About this task:
When you reach the line below that has "Target: otter's hind leg", start returning lines exactly, and stop after the line that has "Target: rocky ground"; skip the pictures.

[Data extract — start]

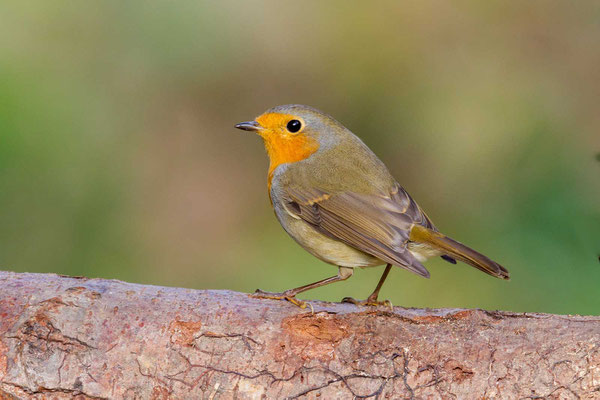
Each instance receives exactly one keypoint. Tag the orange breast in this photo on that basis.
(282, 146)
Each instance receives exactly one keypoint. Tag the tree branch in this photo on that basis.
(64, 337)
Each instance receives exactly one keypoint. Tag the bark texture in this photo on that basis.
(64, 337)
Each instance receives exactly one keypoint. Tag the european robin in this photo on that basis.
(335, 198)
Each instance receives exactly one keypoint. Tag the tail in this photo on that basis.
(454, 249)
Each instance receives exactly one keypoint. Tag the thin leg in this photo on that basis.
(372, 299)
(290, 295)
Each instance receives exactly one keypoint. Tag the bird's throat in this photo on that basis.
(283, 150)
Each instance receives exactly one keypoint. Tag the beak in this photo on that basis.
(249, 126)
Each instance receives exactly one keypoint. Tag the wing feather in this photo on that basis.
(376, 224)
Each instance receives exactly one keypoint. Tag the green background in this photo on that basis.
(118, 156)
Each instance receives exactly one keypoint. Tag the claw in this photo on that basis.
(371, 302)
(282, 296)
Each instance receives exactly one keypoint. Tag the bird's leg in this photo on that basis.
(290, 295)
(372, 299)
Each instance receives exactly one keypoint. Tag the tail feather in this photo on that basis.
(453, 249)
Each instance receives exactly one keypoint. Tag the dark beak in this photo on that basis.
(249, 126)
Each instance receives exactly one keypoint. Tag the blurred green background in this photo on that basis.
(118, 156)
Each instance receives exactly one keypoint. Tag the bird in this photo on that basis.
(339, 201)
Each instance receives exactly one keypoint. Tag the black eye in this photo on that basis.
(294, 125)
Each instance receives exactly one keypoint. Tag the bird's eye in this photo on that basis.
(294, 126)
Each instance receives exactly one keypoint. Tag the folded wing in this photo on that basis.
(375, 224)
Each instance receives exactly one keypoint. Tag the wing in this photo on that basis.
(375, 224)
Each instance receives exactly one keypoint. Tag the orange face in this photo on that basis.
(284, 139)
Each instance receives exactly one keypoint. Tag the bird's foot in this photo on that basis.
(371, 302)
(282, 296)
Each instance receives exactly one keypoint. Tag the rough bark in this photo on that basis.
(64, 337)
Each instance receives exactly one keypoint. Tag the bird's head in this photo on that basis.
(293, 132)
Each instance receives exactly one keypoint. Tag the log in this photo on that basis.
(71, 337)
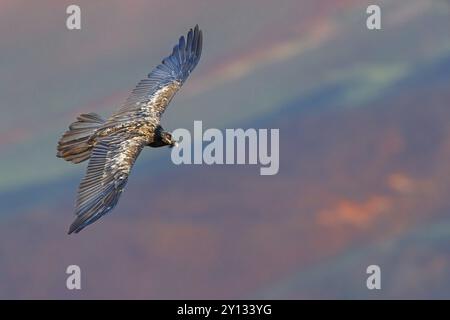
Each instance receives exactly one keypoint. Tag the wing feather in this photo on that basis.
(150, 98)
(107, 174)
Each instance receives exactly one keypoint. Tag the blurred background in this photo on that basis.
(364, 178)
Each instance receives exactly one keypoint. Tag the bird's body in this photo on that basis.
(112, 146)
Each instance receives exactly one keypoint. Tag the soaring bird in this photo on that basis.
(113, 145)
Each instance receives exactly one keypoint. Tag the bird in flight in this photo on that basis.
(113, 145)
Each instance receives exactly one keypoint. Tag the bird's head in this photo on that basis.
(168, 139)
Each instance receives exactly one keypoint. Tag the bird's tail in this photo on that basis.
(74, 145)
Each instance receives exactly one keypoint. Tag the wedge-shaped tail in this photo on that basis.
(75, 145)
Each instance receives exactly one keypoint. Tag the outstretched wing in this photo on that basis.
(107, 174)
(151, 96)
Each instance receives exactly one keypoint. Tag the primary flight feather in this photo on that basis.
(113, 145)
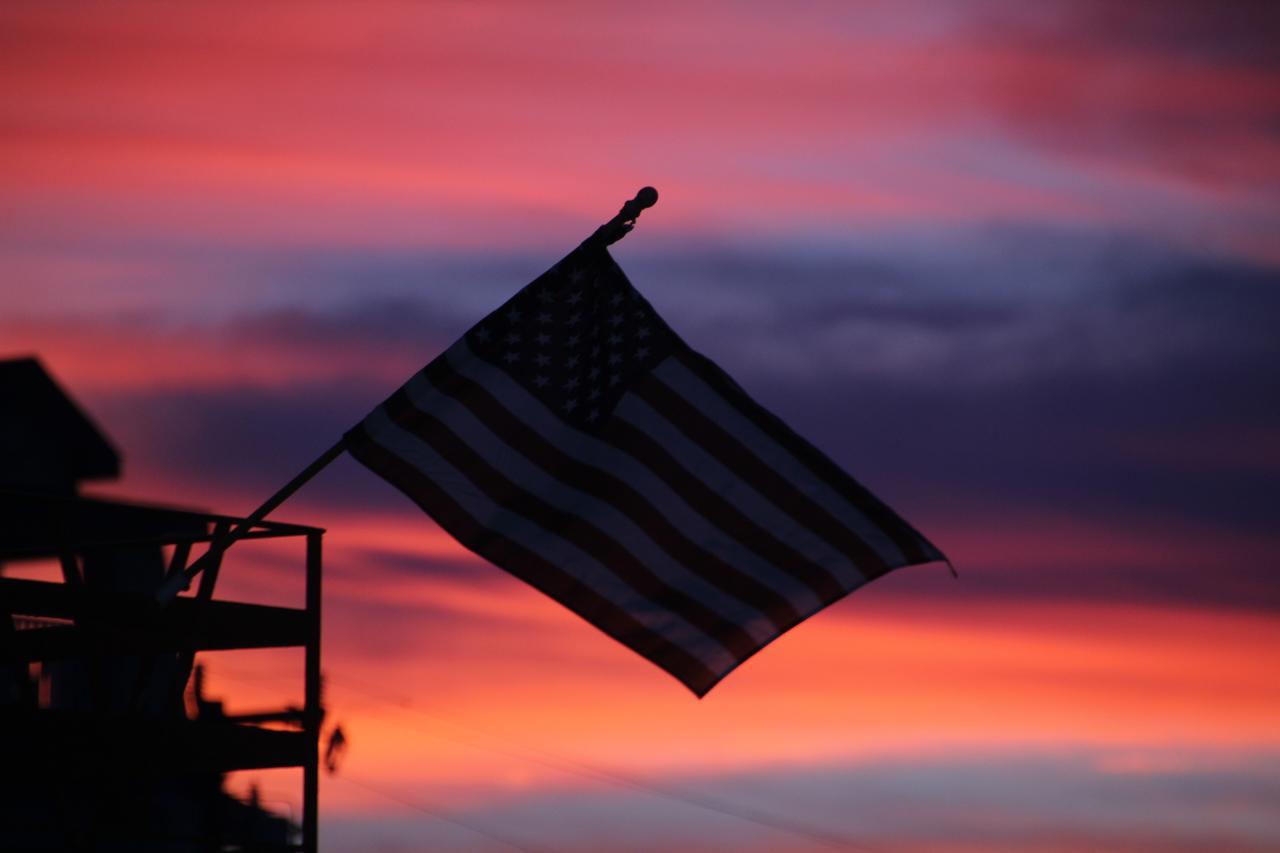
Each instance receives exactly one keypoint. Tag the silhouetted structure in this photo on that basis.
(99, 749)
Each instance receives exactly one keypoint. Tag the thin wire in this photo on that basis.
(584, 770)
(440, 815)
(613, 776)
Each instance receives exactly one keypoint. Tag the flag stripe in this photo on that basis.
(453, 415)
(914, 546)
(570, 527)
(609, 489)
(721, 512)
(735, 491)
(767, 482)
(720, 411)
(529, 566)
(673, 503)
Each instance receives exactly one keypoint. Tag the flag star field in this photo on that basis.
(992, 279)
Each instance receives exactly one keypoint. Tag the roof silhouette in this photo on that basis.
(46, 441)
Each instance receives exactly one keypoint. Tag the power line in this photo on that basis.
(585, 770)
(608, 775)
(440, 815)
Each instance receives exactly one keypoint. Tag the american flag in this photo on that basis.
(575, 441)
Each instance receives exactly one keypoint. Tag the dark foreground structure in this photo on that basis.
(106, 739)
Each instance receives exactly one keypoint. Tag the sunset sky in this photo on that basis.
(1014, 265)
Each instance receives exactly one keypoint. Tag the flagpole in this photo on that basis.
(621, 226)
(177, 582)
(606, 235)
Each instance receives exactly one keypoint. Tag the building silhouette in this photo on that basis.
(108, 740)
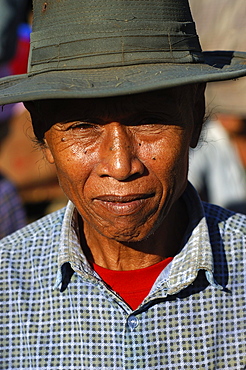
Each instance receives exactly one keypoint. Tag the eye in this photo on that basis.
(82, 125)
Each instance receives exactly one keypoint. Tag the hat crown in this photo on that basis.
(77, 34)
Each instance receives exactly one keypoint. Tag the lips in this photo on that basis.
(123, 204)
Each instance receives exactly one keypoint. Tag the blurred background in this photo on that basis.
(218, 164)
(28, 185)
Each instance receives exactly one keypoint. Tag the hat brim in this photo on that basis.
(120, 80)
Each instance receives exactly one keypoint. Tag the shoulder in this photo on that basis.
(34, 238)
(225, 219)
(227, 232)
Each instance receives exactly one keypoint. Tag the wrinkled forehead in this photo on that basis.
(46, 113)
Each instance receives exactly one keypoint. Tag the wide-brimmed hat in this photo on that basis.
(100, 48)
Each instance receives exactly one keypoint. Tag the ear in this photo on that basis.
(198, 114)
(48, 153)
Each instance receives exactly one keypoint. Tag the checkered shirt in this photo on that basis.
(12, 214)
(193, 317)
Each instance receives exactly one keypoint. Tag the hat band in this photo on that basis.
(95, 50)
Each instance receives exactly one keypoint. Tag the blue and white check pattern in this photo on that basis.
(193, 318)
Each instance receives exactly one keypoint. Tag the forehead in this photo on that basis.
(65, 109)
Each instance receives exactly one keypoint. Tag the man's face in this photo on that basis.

[Data extract — finish]
[Data extract — start]

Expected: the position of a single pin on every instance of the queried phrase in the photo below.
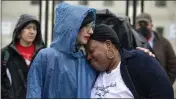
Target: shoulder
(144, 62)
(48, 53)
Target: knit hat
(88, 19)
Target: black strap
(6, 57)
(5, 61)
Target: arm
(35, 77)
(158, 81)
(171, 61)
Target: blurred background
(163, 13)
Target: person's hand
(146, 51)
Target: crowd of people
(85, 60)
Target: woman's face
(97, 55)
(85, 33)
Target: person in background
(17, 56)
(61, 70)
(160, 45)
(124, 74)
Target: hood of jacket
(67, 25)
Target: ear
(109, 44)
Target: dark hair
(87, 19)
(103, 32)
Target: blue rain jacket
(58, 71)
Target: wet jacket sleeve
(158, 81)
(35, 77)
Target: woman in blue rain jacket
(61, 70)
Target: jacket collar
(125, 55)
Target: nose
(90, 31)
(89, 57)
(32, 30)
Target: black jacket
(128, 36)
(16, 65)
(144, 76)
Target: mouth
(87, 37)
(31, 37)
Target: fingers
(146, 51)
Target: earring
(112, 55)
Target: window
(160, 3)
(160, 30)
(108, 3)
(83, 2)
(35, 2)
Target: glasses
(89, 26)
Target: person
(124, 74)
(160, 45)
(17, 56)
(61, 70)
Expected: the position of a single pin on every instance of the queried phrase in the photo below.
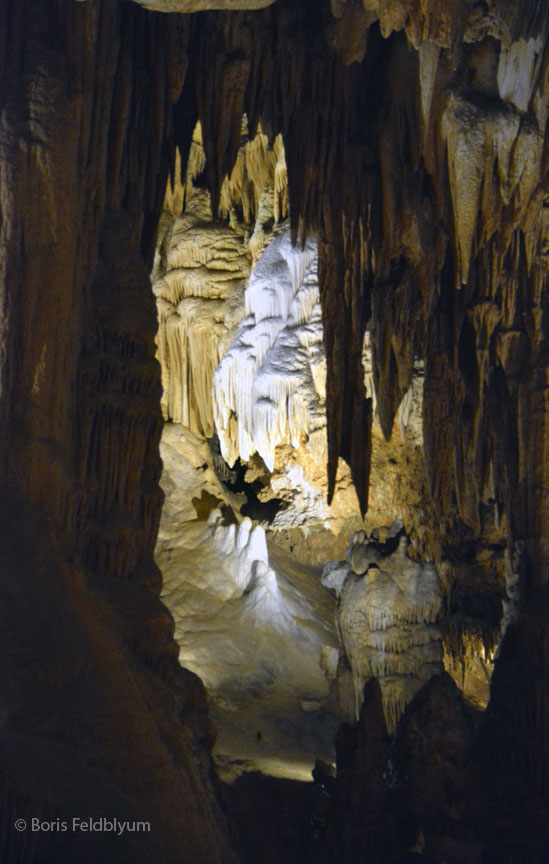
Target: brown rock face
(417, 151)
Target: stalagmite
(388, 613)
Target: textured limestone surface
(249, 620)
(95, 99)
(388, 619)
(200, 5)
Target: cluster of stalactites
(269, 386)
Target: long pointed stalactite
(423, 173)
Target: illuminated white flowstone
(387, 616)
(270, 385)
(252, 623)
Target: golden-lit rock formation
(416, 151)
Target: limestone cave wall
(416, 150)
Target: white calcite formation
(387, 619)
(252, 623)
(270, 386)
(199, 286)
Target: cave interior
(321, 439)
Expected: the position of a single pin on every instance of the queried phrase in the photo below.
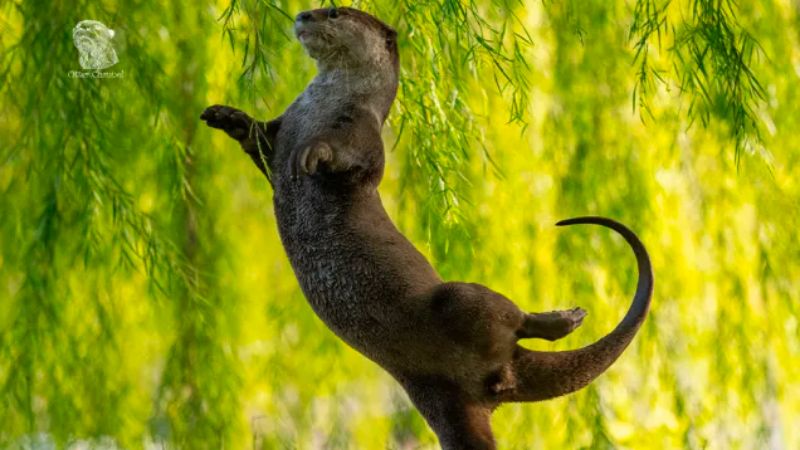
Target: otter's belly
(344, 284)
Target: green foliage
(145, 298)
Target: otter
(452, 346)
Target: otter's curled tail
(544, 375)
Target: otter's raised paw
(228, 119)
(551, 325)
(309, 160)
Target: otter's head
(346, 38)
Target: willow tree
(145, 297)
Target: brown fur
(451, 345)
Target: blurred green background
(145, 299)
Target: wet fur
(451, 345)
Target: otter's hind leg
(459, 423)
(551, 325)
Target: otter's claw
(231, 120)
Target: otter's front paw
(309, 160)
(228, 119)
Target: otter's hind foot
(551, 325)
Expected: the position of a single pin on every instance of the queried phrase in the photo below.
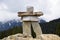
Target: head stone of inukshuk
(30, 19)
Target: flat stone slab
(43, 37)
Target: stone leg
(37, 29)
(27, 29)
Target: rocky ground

[Data extract — finish]

Exercise solution:
Target: otter's hind leg
(459, 423)
(551, 325)
Target: otter's claw
(231, 120)
Target: otter's front paw
(309, 160)
(228, 119)
Target: otter's hind foot
(551, 325)
Expected: the position of a single pin on every instance of the queried phrase in the photo below.
Target: head stone of inukshuk
(30, 19)
Target: flat stone slab
(43, 37)
Target: stone leg
(37, 29)
(27, 29)
Target: rocky ground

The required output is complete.